> _DESCRIPTION OF THE TASK_
Show every line of the entries below that contains the string "suit". Case counts.

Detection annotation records
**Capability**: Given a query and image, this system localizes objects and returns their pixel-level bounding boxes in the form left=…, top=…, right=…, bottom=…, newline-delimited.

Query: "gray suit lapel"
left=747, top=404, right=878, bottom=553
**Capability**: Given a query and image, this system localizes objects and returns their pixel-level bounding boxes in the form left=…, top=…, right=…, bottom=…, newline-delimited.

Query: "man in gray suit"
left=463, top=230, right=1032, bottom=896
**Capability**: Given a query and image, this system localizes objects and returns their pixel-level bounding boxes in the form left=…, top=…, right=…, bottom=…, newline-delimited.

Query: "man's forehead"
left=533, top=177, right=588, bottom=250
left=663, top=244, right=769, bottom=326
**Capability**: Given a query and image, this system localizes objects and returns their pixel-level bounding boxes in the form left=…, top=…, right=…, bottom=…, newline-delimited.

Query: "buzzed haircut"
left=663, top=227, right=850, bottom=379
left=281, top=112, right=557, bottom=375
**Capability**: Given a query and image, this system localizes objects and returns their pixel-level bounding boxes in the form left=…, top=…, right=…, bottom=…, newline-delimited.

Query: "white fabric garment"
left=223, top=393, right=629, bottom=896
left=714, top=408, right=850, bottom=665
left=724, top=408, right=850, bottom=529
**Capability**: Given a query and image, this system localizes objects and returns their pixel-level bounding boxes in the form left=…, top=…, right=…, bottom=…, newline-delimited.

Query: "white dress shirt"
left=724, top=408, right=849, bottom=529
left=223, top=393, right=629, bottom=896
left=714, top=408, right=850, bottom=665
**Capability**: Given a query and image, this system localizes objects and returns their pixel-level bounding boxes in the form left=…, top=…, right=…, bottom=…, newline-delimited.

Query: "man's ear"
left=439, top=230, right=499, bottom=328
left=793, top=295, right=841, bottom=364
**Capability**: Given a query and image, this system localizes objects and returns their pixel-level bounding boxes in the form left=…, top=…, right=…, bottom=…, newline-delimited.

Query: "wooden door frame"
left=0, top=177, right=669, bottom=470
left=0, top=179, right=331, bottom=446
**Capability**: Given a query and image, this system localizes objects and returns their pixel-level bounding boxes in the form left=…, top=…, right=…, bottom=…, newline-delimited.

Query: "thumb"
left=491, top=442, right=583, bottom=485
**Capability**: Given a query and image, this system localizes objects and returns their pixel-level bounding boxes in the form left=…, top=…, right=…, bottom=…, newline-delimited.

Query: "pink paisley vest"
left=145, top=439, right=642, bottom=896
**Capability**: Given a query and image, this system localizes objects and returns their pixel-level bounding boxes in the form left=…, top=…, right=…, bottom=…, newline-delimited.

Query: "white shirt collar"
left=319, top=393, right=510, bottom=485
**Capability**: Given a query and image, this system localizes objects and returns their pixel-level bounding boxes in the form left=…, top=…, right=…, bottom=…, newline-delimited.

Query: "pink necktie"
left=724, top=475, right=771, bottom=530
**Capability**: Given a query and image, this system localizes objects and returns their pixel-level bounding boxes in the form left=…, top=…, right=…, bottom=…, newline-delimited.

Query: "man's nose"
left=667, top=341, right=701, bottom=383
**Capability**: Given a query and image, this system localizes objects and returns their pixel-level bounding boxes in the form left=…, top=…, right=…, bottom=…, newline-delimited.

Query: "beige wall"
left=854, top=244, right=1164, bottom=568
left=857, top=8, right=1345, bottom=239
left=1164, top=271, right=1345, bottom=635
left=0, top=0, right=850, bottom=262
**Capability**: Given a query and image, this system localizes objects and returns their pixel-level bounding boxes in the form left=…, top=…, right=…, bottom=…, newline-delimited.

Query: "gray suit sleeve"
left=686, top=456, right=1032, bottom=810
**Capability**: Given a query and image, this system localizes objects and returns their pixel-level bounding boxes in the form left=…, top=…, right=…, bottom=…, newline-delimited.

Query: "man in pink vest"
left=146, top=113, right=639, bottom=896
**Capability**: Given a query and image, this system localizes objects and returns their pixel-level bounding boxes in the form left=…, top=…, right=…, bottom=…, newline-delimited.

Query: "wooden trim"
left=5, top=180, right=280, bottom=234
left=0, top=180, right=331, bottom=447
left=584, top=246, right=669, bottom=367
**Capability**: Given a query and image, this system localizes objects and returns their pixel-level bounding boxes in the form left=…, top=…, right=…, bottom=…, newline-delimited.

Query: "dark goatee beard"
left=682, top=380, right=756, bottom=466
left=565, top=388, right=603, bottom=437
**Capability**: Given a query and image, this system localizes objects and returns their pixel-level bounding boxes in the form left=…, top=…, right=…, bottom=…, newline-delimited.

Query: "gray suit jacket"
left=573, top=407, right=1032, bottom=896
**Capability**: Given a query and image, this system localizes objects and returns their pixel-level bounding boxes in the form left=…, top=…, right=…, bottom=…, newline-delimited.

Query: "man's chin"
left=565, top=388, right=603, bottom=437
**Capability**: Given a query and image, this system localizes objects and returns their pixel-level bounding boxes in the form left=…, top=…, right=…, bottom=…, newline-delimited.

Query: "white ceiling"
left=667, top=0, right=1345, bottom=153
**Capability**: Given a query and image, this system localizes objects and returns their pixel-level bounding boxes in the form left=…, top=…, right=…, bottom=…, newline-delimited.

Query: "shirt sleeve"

> _REPLY_
Query: "gray suit lapel"
Query: "man in gray suit"
Query: "gray suit sleeve"
Query: "gray suit jacket"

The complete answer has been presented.